Data items
┄┄┄┄┄┄┄┄┄┄┄┄┄┄┄┄┄┄┄┄

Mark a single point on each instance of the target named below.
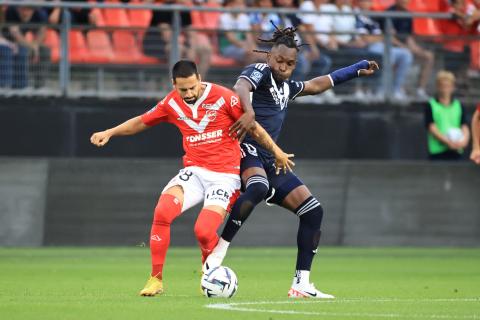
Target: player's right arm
(475, 155)
(320, 84)
(282, 159)
(247, 121)
(133, 126)
(129, 127)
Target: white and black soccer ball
(220, 282)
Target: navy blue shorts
(280, 185)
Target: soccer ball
(220, 282)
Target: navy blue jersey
(269, 101)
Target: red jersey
(204, 127)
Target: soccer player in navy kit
(272, 90)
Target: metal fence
(118, 59)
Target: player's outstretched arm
(247, 120)
(127, 128)
(475, 155)
(282, 159)
(320, 84)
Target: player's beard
(277, 77)
(191, 100)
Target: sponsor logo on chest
(204, 136)
(210, 114)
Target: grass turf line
(103, 283)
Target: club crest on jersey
(233, 101)
(208, 106)
(256, 76)
(279, 98)
(211, 115)
(280, 94)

┄┄┄┄┄┄┄┄┄┄┄┄┄┄┄┄┄┄┄┄

ABOUT THIS EXERCISE: The response should be the lines from the one containing "Target: sponsor logo on chest" through the last line of the data, set down exactly and with no other line.

EXERCISE RESULT:
Target: sponsor logo on chest
(204, 136)
(210, 114)
Target: grass turf line
(103, 283)
Target: club crest on jersey
(233, 101)
(208, 106)
(256, 76)
(279, 98)
(211, 115)
(280, 94)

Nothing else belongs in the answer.